Text segment section start

You sound like me (years ago) "and apart from the occasional temp/exercise induced cough I am unaware of it. I generally don't wheeze. "
Yup, I had asthma, but I was very active and a runner, so I had well-developed lung capacity that "masked" the asthma except under certain conditions - swimming, high heat & humidity combined, dry very cold air, or whenever I got a cold. My lung capacity was always fine when checked in the doctor's office, until one day when I was tested during a bout of bronchitis.

Hence for many years, probably from early teens to my 40's, the asthma was never treated. After it was diagnosed, I used my albuterol as little as possible because it set off a racing heart and tremors, feelings I detested. I always had allergies, as a child I had significant exposure to asbestos particles, and in my teens and 20's to lots of paper dust. During adolescence and early adulthood, every cold or "bug" turned into an ear or sinus infection, bronchitis or pneumonia.

Text segment section end
Entries provided section start

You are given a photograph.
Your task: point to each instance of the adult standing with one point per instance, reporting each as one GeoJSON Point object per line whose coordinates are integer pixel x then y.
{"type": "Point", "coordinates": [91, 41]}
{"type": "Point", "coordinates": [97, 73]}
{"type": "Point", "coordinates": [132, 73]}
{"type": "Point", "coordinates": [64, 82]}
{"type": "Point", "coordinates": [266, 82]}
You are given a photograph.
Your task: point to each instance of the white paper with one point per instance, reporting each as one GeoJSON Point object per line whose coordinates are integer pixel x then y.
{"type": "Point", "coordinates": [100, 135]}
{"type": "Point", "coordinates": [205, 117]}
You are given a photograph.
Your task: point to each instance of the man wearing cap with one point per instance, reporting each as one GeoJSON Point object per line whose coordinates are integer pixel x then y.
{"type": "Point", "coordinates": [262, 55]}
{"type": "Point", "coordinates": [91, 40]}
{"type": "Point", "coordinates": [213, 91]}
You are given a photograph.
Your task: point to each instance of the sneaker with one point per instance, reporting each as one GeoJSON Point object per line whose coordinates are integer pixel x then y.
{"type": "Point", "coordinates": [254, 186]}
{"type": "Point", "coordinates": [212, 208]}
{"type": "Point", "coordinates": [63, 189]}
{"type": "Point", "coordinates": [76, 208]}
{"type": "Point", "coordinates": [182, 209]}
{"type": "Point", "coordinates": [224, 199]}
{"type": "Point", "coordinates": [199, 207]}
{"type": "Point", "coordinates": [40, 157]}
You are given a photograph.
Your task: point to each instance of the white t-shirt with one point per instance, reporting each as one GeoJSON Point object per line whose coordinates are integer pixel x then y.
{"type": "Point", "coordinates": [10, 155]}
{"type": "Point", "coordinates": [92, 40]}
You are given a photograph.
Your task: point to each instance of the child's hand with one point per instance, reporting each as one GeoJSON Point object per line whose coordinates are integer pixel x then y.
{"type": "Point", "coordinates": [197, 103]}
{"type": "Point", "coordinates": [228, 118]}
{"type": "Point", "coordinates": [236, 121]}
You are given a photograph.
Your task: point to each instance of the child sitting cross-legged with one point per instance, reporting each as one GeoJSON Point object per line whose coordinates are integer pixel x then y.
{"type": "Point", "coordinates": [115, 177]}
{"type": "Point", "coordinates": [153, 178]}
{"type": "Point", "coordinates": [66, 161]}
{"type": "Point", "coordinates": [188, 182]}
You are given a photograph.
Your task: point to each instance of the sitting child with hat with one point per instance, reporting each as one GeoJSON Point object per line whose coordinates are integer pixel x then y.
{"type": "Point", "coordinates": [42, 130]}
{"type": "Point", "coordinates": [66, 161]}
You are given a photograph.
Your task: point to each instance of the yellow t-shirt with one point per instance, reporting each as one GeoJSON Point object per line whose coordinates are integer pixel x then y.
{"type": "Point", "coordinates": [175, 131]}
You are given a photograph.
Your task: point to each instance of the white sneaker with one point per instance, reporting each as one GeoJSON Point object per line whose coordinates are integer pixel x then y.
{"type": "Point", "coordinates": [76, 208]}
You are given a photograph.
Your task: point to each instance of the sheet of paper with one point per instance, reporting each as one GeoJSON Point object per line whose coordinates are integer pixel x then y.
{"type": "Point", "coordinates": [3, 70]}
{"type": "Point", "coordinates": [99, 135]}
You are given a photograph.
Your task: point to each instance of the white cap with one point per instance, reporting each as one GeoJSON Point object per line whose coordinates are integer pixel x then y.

Entries provided section end

__Task item 1__:
According to the asthma post, what did albuterol set off in the writer?
__Task item 2__:
Continue the asthma post from its last sentence.
The items are separate material, unrelated to the asthma post.

__Answer 1__:
A racing heart and tremors.

__Answer 2__:
Again, my conditioning as a runner allowed my to mostly ignore the asthma - until I couldn't. (By the way, the same conditioning allowed me to mostly ignore my increasing hip and back pain - until I couldn't, leading to new hips in my early 50's, but that is another story.) According to my original old-school pulmonologist that was the "perfect storm" that led to developing Bronchiectasis, MAC & Pseudomonas.

I am so glad we always took our daughters' asthma more seriously than my own - perhaps they will be spared the issues I now face.
Sue
PS Looking forward to meeting my newest pulmonologist next month - the "old guard" in our clinic have all retired. I will get a fresh set of eyes looking at my overall lung situation.